Gamestop's (GME) cultists are at the forefront of this. They idolize the CEO and chairman of Gamestop, Ryan Cohen, who praised the Jan 6ers and is a covid denialist. If you're unfamiliar with him, you can think of him as a dime store Elon Musk. He first invested in Gamestop in late 2020.
Some background:
Gamestop is a retailer of video game hardware and software, new and used. It's a poorly run company with a bad reputation with employees and customers. In 2020, many financial professionals thought the company, which had be circling the drain for years, would finally go out of business due harder operating conditions during covid. They (legally) shorted the stock, which is a bet that the company would do worse. In late 2020 retail investors and some outside investors like Ryan Cohen and Michael Burry had taken the opposite view that the bankruptcy concerns were overblown. This dynamic led to the Jan 2021 meme stock explosion that saw GME stock increase 100x in value due short sellers closing their position followed by a buying frenzy. (There was an SEC report that confirmed this).
In the wake of the retail buying frenzy there were a lot of retail traders that had bought at the highs and were suffering heavy unrealized losses. They began to construct ever more elaborate theories as to why they were being cheated out of millions (and even billions!) and how, inevitably, the corruption would be untenable, would be exposed, and they would have their riches.
At the core of it, these retail traders were themselves engaging in a scheme to manipulate the price of a security. They were (and still are to this day) trying to engineer a short squeeze in GME.
The pitch is that there are short sellers that face "unlimited" liability and that if all the retail stockholders can hold firm their shares of GME that they can force the liquidation of, essentially, all the wealth of the stock market and the US itself via government bailouts in order to satisfy these claims. It's sovereign-citizen level reasoning that sees them becoming unfathomably wealthy and everybody that doesn't hold GME shares utterly ruined. Remarkably, they see themselves as the good guys "fighting corruption".
They focus on "naked" shorts for two reasons. First, the amount a stock is shorted is roughly known and reported. If this number is too low then the scheme doesn't work. So there needs to be hidden shorts that cult members can take on faith exist. Two, naked shorting, while never a widespread practice, was banned during the Bush administration so that the existence of naked shorts gives the cult a righteous cause to fight against. (It's technical but naked shorting is only allowed for the purposes of bonafide market making. Market makers do not hold positions, positive or negative for very long. Think of it kind of like walmart selling apples... they have an inventory that they need to conduct the transaction but they're not accumulating apples. Market making is highly regulated.)
They focus on DRS, which stands for direct registered shares, as a mechanism to enforce their scheme to manipulate the price of a security. Most people hold their stocks in the brokerage account. These shares are technically registered to an organization, not you, in order to facilitate bookkeeping. To DRS your shares means to remove the shares' registration from this organization to your own name. Eventually, the theory goes, retail will DRS all the available shares thereby cornering the market and causing a short squeeze. They obfuscate the language slightly because when you say it like that it sounds really illegal. Scam CEOs DRS this because directly registered shares take longer to sell and so insiders can dump all their shares before retail holders can react.
Over the last few years we've seen a gradual convergence of meme stock cults with other right wing cults. Even if the original participants in the meme stocks were apolitical or not MAGA, they've been pipelined towards the right wing. Trump media, in some ways, is the apotheosis of this phenomenon.

***

§ Work instructions
#1 Reproduce the portion of the passage on GameStop above, from "In the wake" up to and including "have their riches.".
#2 Answer the following questions using the passage on GameStop above:
(a) What does DRS stand for?
(b) During which administration was naked shorting banned?
(c) By what factor did GME stock increase in value during the January 2021 meme stock explosion?

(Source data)

***

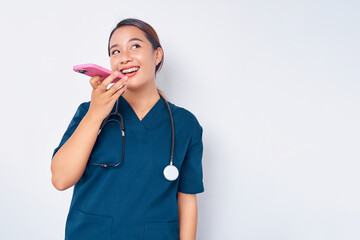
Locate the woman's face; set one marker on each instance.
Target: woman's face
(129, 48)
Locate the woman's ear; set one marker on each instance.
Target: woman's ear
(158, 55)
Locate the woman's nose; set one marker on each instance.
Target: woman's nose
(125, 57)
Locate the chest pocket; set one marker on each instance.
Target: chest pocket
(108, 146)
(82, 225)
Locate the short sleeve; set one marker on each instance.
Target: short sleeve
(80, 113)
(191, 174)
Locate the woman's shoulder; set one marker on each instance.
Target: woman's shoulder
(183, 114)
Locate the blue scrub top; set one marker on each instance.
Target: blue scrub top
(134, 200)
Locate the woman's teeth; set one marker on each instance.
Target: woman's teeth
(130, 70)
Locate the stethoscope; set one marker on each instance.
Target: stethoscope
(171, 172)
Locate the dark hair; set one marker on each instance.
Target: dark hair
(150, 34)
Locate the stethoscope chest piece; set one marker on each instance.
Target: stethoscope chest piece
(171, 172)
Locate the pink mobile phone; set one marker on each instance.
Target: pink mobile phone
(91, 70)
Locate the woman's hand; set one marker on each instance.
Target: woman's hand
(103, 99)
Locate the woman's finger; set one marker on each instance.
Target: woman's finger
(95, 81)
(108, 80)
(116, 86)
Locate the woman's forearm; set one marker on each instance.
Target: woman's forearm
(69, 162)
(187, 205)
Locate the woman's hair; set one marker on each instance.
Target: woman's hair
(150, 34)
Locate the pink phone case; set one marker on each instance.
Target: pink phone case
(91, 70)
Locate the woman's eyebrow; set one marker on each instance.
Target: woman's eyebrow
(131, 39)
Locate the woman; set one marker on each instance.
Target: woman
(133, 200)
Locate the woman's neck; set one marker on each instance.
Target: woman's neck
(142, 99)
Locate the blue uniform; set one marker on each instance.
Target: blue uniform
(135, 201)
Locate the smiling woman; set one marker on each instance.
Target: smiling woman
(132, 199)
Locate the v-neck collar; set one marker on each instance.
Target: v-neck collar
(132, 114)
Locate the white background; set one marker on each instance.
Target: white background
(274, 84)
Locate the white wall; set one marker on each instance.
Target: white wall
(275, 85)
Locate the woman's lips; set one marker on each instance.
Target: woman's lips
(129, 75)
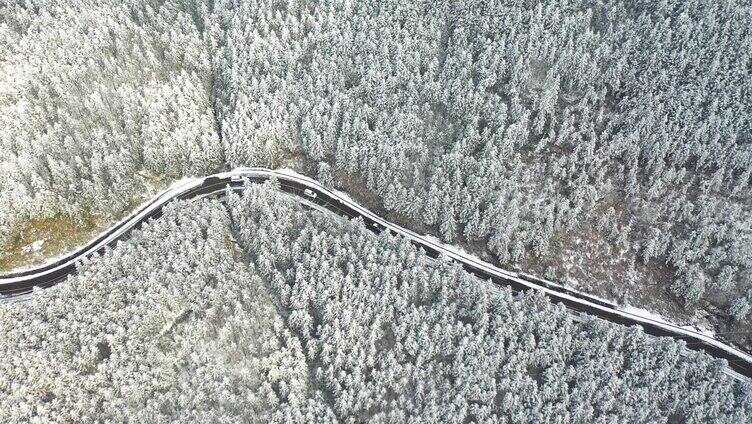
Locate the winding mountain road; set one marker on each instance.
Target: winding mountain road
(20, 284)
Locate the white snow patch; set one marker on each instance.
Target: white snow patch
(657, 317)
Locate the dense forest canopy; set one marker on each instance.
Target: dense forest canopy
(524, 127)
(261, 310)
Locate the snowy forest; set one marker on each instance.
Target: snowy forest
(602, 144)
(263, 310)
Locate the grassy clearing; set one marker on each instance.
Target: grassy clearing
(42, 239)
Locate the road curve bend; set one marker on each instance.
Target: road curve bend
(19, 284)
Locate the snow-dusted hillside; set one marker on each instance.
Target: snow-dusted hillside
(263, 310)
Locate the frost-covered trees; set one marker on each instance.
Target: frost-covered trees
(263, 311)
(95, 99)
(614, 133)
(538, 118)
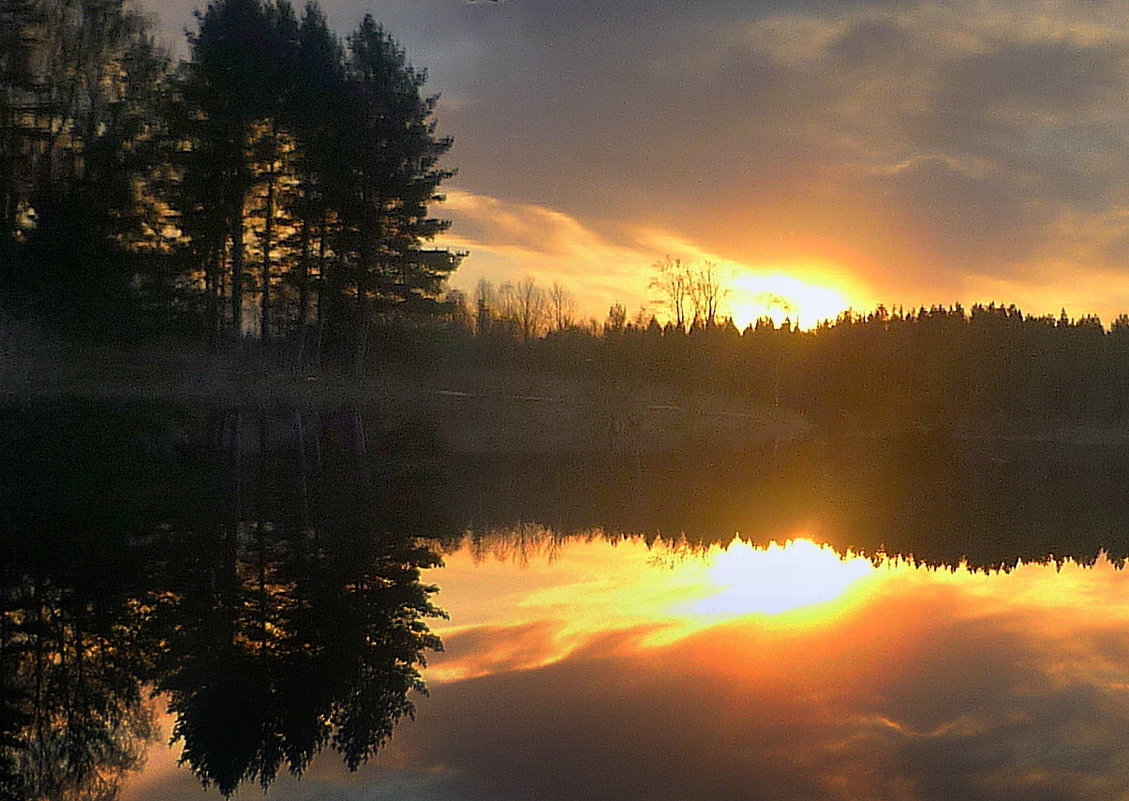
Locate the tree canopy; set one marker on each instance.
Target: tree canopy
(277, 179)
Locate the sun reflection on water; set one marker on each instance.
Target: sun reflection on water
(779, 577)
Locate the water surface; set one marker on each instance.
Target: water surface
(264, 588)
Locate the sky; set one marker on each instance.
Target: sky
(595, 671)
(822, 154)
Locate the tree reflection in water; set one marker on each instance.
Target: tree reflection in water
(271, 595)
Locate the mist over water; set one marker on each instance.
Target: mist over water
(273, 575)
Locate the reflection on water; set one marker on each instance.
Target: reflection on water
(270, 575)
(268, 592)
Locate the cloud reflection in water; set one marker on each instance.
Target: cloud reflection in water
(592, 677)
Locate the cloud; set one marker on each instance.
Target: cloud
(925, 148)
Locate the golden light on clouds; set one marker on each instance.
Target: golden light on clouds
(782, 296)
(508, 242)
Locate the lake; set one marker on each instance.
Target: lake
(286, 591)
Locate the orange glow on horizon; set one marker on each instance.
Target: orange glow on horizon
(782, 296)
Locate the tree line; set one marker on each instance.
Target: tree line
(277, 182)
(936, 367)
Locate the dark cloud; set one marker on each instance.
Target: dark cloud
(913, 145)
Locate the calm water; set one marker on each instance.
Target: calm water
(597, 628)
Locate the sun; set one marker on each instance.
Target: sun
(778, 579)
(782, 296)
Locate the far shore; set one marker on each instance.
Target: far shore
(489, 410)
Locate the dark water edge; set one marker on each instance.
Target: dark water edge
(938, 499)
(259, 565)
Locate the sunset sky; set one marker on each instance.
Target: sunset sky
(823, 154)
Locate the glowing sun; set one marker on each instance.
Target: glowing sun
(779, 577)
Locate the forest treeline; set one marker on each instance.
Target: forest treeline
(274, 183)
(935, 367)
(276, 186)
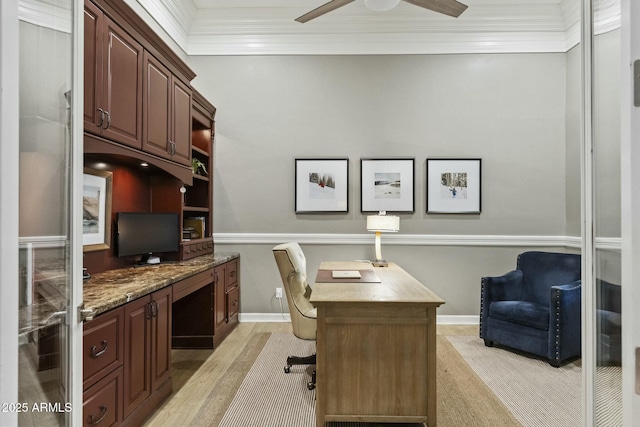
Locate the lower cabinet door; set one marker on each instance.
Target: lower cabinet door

***

§ Your written answers
#1
In the wake of the retail buying frenzy there were a lot of retail traders that had bought at the highs and were suffering heavy unrealized losses. They began to construct ever more elaborate theories as to why they were being cheated out of millions (and even billions!) and how, inevitably, the corruption would be untenable, would be exposed, and they would have their riches.

#2
(a) Direct registered shares.
(b) The Bush administration.
(c) 100x.